» **TÂCHES**
#1 Répondez à ces questions sur le texte consacré au bonheur :
(a) Selon l'étymologie citée, que désigne le bonheur ?
(b) Selon Rousseau, que suffirait-il d'avoir pour être heureux ?
(c) Quelle conclusion la dernière phrase tire-t-elle ?
#2 Recopiez mot pour mot le passage du texte sur le bonheur qui va de « On a beau même » jusqu'à « vache y suffiraient. » inclus.

» **TEXTE AFFICHÉ**
● ● ●

Dépend-il de nous d’être heureux ?
Quelque chose qui dépend de nous est quelque chose qui se produit comme nous le voulons. Nous voulons bien-sûr tous être heureux, mais pouvons-nous l’être comme nous le voulons ? Si le bonheur, comme l’étymologie du mot l’indique, est ce qui nous arrive de bon ou de bien, il est alors évident qu’être heureux ne dépend pas de nous mais relève uniquement de la chance, du hasard, de la Fortune.
On a beau même tout avoir pour être heureux, un malheur est si vite arrivé, comme on dit, et la Fortune nous reprend ce qu’elle nous avait donné. Mais on est aussi persuadé qu’il ne faut pas tout attendre de la chance et que l’on a aussi à construire son bonheur, et s’activer pour acquérir tous ces biens qui font, selon nous, notre bonheur : inutile pour cela de faire des rêves extravagants ; par exemple, Rousseau disait qu’un ami fidèle, une compagne et une vache y suffiraient.
Ainsi, il dépend et du hasard et de nous d’être heureux.

● ● ●

» **ENTRÉES DE DONNÉES**
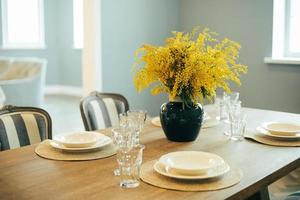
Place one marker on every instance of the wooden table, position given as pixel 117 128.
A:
pixel 24 175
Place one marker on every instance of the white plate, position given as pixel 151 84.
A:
pixel 265 132
pixel 77 140
pixel 101 142
pixel 158 167
pixel 191 162
pixel 281 128
pixel 156 121
pixel 210 123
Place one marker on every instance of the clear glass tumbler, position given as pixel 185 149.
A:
pixel 130 161
pixel 123 137
pixel 136 120
pixel 237 126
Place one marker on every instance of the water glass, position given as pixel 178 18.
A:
pixel 122 137
pixel 136 119
pixel 225 102
pixel 123 120
pixel 237 126
pixel 130 161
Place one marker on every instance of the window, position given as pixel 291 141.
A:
pixel 293 28
pixel 286 31
pixel 22 24
pixel 78 24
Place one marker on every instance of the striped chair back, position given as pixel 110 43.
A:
pixel 101 110
pixel 20 126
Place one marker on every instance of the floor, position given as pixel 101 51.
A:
pixel 64 112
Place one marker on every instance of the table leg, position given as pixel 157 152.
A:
pixel 262 194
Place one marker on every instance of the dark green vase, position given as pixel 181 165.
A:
pixel 181 124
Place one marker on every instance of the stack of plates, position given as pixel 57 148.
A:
pixel 280 130
pixel 191 165
pixel 81 141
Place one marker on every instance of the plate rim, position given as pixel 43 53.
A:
pixel 158 169
pixel 165 157
pixel 265 124
pixel 268 133
pixel 95 146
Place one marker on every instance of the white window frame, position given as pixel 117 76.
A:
pixel 76 44
pixel 280 43
pixel 7 45
pixel 287 52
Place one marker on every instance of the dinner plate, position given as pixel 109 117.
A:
pixel 267 133
pixel 223 169
pixel 281 128
pixel 78 139
pixel 101 142
pixel 156 121
pixel 191 162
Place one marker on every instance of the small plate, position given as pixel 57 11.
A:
pixel 285 137
pixel 78 139
pixel 281 128
pixel 102 141
pixel 191 162
pixel 156 121
pixel 159 168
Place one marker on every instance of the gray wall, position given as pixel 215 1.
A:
pixel 249 22
pixel 64 62
pixel 126 25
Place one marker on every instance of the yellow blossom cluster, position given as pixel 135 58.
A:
pixel 190 66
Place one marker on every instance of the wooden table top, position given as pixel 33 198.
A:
pixel 24 175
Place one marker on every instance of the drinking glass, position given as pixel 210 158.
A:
pixel 122 137
pixel 130 160
pixel 136 119
pixel 237 126
pixel 123 120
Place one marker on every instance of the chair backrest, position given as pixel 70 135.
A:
pixel 20 126
pixel 101 110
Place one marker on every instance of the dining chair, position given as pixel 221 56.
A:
pixel 101 110
pixel 20 126
pixel 294 196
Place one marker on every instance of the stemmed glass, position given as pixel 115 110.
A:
pixel 136 119
pixel 123 137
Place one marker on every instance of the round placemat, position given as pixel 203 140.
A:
pixel 264 139
pixel 151 177
pixel 45 150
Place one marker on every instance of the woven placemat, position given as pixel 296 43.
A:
pixel 151 177
pixel 45 150
pixel 264 139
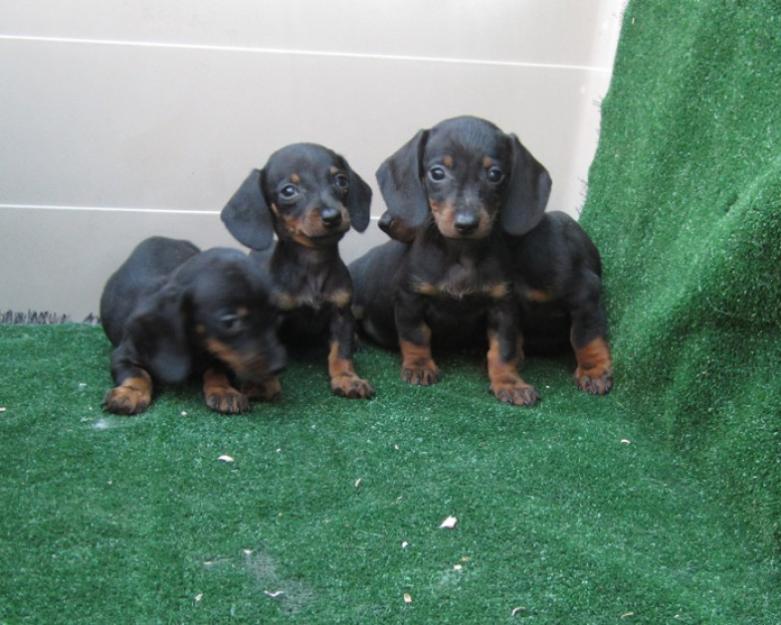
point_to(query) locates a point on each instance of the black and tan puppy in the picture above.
(453, 193)
(172, 311)
(310, 197)
(544, 260)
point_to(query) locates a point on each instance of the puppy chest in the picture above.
(462, 282)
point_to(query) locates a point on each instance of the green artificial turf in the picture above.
(112, 519)
(685, 205)
(659, 503)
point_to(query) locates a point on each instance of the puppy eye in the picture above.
(495, 174)
(341, 181)
(230, 322)
(288, 191)
(437, 174)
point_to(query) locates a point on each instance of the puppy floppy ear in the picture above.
(158, 333)
(528, 193)
(400, 182)
(247, 216)
(359, 200)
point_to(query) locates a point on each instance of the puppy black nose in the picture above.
(466, 222)
(331, 217)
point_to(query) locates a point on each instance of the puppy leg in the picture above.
(594, 373)
(504, 354)
(417, 365)
(220, 396)
(133, 391)
(344, 381)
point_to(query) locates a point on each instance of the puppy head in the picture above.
(231, 316)
(306, 193)
(464, 174)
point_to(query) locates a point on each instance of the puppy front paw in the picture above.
(517, 393)
(226, 400)
(420, 373)
(594, 381)
(127, 400)
(352, 387)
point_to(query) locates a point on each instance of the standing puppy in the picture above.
(310, 197)
(557, 281)
(171, 311)
(453, 193)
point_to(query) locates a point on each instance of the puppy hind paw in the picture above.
(226, 400)
(126, 400)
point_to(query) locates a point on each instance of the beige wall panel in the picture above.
(569, 32)
(59, 260)
(116, 126)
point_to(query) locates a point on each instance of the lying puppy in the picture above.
(453, 193)
(310, 197)
(171, 311)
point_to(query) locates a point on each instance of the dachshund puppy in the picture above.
(557, 281)
(454, 193)
(309, 196)
(172, 311)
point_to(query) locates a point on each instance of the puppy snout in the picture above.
(331, 216)
(466, 222)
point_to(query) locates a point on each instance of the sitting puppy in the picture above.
(171, 311)
(453, 193)
(310, 197)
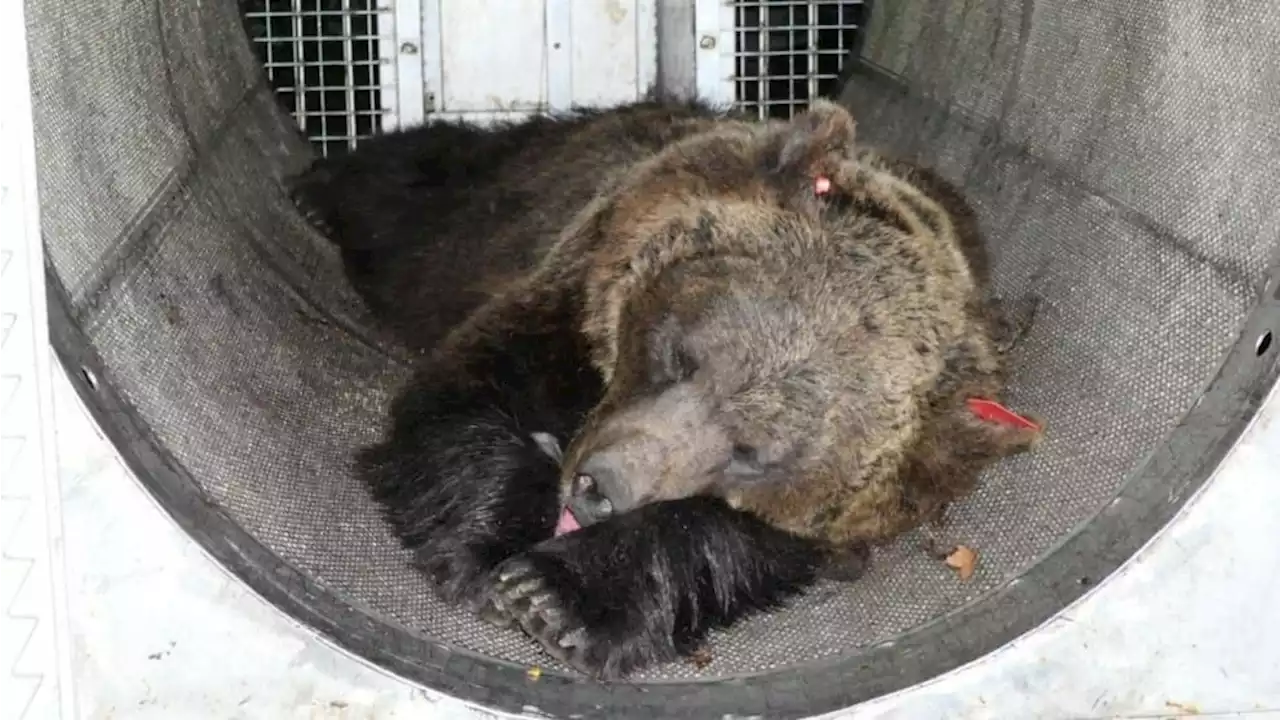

● ● ●

» **RÉPONSES ATTENDUES**
#1
(a) Ce qui nous arrive de bon ou de bien.
(b) Un ami fidèle, une compagne et une vache.
(c) Il dépend à la fois du hasard et de nous d'être heureux.

#2
On a beau même tout avoir pour être heureux, un malheur est si vite arrivé, comme on dit, et la Fortune nous reprend ce qu’elle nous avait donné. Mais on est aussi persuadé qu’il ne faut pas tout attendre de la chance et que l’on a aussi à construire son bonheur, et s’activer pour acquérir tous ces biens qui font, selon nous, notre bonheur : inutile pour cela de faire des rêves extravagants ; par exemple, Rousseau disait qu’un ami fidèle, une compagne et une vache y suffiraient.